Dataset records:
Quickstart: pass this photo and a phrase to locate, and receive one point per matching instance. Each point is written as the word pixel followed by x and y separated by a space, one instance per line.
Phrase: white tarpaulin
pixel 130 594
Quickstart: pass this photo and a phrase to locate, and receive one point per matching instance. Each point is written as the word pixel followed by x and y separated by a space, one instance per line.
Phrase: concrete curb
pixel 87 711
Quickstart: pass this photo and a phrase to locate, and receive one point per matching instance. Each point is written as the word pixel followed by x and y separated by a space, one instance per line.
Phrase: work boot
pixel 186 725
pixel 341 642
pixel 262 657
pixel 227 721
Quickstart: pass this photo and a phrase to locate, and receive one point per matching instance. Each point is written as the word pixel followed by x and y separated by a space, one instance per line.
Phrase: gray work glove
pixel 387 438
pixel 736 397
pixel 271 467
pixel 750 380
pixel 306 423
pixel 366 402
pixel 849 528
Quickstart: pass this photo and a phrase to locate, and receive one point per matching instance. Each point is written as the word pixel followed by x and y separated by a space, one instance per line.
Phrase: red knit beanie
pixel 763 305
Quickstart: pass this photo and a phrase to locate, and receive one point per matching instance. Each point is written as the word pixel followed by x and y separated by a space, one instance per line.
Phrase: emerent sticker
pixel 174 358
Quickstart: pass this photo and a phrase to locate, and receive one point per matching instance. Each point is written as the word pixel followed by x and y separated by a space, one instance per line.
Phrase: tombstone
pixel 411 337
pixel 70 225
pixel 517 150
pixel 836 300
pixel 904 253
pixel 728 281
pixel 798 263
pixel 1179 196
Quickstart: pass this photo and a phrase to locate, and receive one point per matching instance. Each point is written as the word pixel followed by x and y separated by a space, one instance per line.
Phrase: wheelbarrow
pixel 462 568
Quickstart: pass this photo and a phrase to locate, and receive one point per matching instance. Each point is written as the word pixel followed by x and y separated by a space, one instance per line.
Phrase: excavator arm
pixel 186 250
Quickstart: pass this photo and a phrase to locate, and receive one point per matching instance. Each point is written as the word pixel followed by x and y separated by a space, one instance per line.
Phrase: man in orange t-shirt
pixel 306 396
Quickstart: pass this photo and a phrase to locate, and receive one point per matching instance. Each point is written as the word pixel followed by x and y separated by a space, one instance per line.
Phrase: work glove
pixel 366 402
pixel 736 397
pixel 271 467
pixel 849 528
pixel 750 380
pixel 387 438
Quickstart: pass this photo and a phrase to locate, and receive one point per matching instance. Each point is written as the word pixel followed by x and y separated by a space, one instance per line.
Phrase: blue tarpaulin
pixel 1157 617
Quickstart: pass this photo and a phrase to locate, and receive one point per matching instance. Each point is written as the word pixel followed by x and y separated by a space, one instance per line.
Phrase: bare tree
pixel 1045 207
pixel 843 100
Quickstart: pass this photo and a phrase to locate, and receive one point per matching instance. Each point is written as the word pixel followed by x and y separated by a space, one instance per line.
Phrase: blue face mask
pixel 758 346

To be done: Can you rewrite all of the material above as a numbered list, one entry per line and with blank lines left out?

Response to the task:
1. Quickstart: pass this photo and a phrase to locate, and receive one point per matching instance. Each point is written as the word pixel followed by x and y separated by a space, one instance per line.
2. Phrase: white tarpaulin
3. pixel 130 594
4. Quickstart: pass this photo and a phrase to locate, and receive one point per matching instance. Each point is written as the word pixel followed by x and y separated by a space, one instance per line.
5. Phrase: concrete curb
6. pixel 87 711
7. Quickstart: pass this photo and a phrase to locate, and receive one point per matching instance. Each point is written as the word pixel followed by x and y separated by a space, one instance per line.
8. Phrase: work boot
9. pixel 186 725
10. pixel 341 642
11. pixel 262 657
12. pixel 227 721
13. Quickstart: pass this photo and a phrase to locate, and receive one point per matching instance. Each point is written as the word pixel followed by x and y separated by a space, one instance per line.
14. Phrase: gray work glove
15. pixel 387 438
16. pixel 736 397
17. pixel 271 467
18. pixel 750 380
19. pixel 306 423
20. pixel 366 402
21. pixel 849 528
22. Quickstart: pass this photo and a phrase to locate, and receive one point per matching instance. Each point is written as the word pixel followed by x and y separated by a space, one instance per line.
23. Phrase: red knit beanie
24. pixel 763 305
25. Quickstart: pass this photo and a phrase to locate, and receive one point per matching instance. Each point is written as the word pixel followed by x and y separated by a space, one instance per line.
26. Phrase: emerent sticker
27. pixel 174 358
28. Quickstart: pass this photo and a phrase to locate, and receive one point per matching instance. Each point is written as the word pixel followed by x and y separated by a space, one instance per line.
29. Phrase: tombstone
30. pixel 411 337
31. pixel 70 225
32. pixel 517 150
33. pixel 836 300
34. pixel 904 253
35. pixel 728 281
36. pixel 798 263
37. pixel 1179 196
38. Quickstart: pass this photo and a phrase to locate, and receive one point per matching instance. Each point is written as the word pixel followed by x and y separated by a space, one instance per line.
39. Phrase: wheelbarrow
40. pixel 462 568
41. Quickstart: pass this photo and a phrase to locate, and receive one point per matching instance. Each point is written as the word pixel followed by x and y separated by a space, one instance per line.
42. Phrase: excavator arm
43. pixel 186 250
44. Quickstart: pass this photo and a phrase to locate, and receive one point per matching instance. Each point is written as the word pixel followed by x and y separated by a space, one instance per line.
45. Phrase: man in orange t-shirt
46. pixel 306 396
47. Quickstart: pass this photo and a phrase to locate, and receive one point per matching instance. Each point is written as the word pixel followed by x and y separated by a space, one instance per line.
48. Phrase: work glove
49. pixel 366 402
50. pixel 736 397
51. pixel 271 467
52. pixel 849 528
53. pixel 750 380
54. pixel 387 438
55. Quickstart: pass this photo and a phrase to locate, and receive one point per matching instance. Each point is written as the word pixel followed by x and y separated by a space, one instance per line.
56. Phrase: blue tarpaulin
57. pixel 1157 617
58. Quickstart: pass this photo and a phrase to locate, and receive one point per matching instance. Each point is written as the word pixel followed by x and y separated by a space, one instance per line.
59. Phrase: bare tree
60. pixel 1045 207
61. pixel 843 100
62. Quickstart: pass this photo and a phrase to locate, and receive one point per matching instance. Each point is written as the word pixel followed by x and y separated by a space, one instance per line.
63. Phrase: blue face mask
64. pixel 758 346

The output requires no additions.